[PAGE EXCERPT]:
......
No time like the present. And no better partner than the visual arts and art education students just across the river from Evergreen attending the University of Wisconsin Oshkosh.

In a unique collaboration, eight art education majors from UW Oshkosh – students of Professor Wendy Strauch-Nelson and Assistant Professor Michael Beitz – led Evergreen residents in an immersive art workshop during the spring 2012 semester. The University’s Business Success Center, a unique consulting firm charged with pairing UW Oshkosh student and faculty expertise with the strategic needs of local, regional and state businesses and organizations, helped make the match.

With UW Oshkosh students as teachers, the residents dabbled in “clay postcards.” They experimented with fused glass. Some Evergreen men, for whom art may have been downplayed as a frivolity a few generations ago, enthusiastically constructed “dashboard confessionals,” or richly illustrated and designed memory books.

The workshop serves as just one more example of the way UW Oshkosh students and faculty are more deeply embedding their expertise into the fabric of the greater Oshkosh community, region and state.

For art education students, the Evergreen collaboration was a tremendous professional portfolio experience and outreach opportunity.

For their dozen or so Evergreen pupils, the program provided an opportunity to awaken memories, stories and hidden or unlocked talents.

Teachers and students came together for a final spotlight on their art at the May 8 breakfast at Evergreen. The proud show-and-tell that followed the unveiling of kiln-fired pottery pieces and the elaborate glassworks was telltale.
......
Stored data
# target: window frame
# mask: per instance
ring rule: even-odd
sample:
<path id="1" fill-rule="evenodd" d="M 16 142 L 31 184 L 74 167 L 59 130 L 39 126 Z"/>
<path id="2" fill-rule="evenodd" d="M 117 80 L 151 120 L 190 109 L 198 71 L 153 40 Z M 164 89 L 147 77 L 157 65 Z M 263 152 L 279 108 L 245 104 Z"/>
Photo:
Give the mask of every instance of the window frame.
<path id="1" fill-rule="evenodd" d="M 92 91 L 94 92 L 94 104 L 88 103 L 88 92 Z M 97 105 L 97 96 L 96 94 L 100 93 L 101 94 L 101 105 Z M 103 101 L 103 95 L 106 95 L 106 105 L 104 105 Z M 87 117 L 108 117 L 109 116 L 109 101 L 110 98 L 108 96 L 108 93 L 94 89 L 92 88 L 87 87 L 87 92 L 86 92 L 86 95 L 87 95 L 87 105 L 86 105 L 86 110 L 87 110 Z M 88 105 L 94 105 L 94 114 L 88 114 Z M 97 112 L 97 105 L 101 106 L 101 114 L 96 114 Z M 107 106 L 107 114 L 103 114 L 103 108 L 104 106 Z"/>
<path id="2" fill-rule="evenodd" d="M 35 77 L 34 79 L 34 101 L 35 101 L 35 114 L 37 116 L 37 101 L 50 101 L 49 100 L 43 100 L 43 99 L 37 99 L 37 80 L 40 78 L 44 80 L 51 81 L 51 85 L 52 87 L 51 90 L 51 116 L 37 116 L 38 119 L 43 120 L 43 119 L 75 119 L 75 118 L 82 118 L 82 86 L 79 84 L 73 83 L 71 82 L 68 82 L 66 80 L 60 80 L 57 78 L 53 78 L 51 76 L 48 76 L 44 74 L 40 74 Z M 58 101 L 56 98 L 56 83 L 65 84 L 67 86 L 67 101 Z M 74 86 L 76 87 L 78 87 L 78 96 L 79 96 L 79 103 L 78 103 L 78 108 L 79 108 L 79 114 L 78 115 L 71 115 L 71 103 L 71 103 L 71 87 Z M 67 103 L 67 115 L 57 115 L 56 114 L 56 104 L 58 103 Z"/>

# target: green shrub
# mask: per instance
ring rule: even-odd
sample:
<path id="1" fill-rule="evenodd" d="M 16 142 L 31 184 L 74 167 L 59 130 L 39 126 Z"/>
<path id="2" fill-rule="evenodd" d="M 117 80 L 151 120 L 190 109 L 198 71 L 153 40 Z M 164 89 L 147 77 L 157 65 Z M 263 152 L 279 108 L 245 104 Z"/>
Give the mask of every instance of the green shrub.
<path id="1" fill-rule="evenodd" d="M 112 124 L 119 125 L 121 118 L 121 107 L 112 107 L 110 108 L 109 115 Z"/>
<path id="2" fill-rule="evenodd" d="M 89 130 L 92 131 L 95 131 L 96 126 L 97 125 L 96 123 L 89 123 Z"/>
......
[EXERCISE 1]:
From the article about the UW Oshkosh art workshop at Evergreen, list the art projects the residents took up.
[EXERCISE 2]:
Continue the article about the UW Oshkosh art workshop at Evergreen from its final sentence.

[REPLY 1]:
- Clay postcards
- Fused glass
- Dashboard confessionals (richly illustrated and designed memory books)

[REPLY 2]:
“We’re really anxious to see our work,” said Sandy Challoner, an Evergreen resident who eagerly awaited the chance to see her finished clay postcards and colorful fused glass pieces.

Evergreen President and CEO Ken Arneson said his organization has jumped at any chance to collaborate with its UW Oshkosh neighbor, now the third-largest institution in the UW System with 13,500 students.

Arneson cited Evergreen’s partnership with UW Oshkosh’s “Enrich” program, its welcoming of UW Oshkosh-connected Living in Retirement group forums, its role as a community-based clinical site for nursing students and the leadership roles University staff and faculty have served on its board of directors. Additionally, for years, UW Oshkosh retired staff and faculty have opted to make Evergreen a home, he said.

“If you look at where the richest part of our culture lies, it’s with our elders,” Arneson said, applauding the art education collaboration.

The UW Oshkosh art-student collaboration was also evidence that those elders have plenty to offer younger generations, too.

“It was really a good learning opportunity,” said Tina Johnson, an art education major from Sun Prairie. “I’d never taught a workshop before this.”